**What to do:** For this exercise, repeat each entry exactly as written.

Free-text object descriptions
-- Opening Marker --

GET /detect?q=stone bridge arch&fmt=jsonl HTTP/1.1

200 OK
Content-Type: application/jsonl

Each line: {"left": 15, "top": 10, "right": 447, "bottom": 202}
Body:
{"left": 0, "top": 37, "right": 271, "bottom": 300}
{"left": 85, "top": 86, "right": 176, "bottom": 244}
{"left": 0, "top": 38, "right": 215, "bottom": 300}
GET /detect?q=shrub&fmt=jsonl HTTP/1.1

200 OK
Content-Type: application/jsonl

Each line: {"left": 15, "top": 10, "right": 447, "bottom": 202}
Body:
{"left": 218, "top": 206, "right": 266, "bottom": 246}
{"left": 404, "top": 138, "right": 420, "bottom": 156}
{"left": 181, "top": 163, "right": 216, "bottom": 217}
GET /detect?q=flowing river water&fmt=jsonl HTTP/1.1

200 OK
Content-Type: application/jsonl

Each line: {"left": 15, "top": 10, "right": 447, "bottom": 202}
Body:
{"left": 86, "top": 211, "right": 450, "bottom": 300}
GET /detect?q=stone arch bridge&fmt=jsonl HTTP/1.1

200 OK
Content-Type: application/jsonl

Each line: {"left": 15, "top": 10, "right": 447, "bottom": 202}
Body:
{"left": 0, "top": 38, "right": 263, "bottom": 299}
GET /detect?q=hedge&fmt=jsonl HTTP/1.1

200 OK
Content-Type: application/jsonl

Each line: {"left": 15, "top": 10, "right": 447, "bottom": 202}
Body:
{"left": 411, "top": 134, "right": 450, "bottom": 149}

-- Closing Marker --

**Output:**
GET /detect?q=stone bridge arch&fmt=jsonl HTTP/1.1

200 OK
Content-Type: application/jsonl

Each line: {"left": 15, "top": 10, "right": 447, "bottom": 202}
Body:
{"left": 0, "top": 37, "right": 271, "bottom": 300}
{"left": 85, "top": 86, "right": 176, "bottom": 244}
{"left": 0, "top": 38, "right": 215, "bottom": 300}
GET /detect?q=shrub&fmt=jsonl HTTP/1.1

200 OK
Content-Type: application/jsonl

Each line: {"left": 15, "top": 10, "right": 447, "bottom": 202}
Body:
{"left": 218, "top": 206, "right": 266, "bottom": 246}
{"left": 404, "top": 138, "right": 420, "bottom": 156}
{"left": 181, "top": 163, "right": 216, "bottom": 217}
GET /detect?q=flowing river water&fmt=jsonl HTTP/1.1

200 OK
Content-Type: application/jsonl

Each line: {"left": 15, "top": 10, "right": 447, "bottom": 202}
Body:
{"left": 86, "top": 211, "right": 450, "bottom": 300}
GET /detect?q=stone arch bridge&fmt=jsonl HTTP/1.1

200 OK
Content-Type: application/jsonl

Each line: {"left": 15, "top": 10, "right": 447, "bottom": 202}
Body:
{"left": 0, "top": 38, "right": 263, "bottom": 299}
GET /detect?q=hedge&fmt=jsonl HTTP/1.1

200 OK
Content-Type: application/jsonl

Each line: {"left": 15, "top": 10, "right": 447, "bottom": 202}
Body:
{"left": 411, "top": 134, "right": 450, "bottom": 149}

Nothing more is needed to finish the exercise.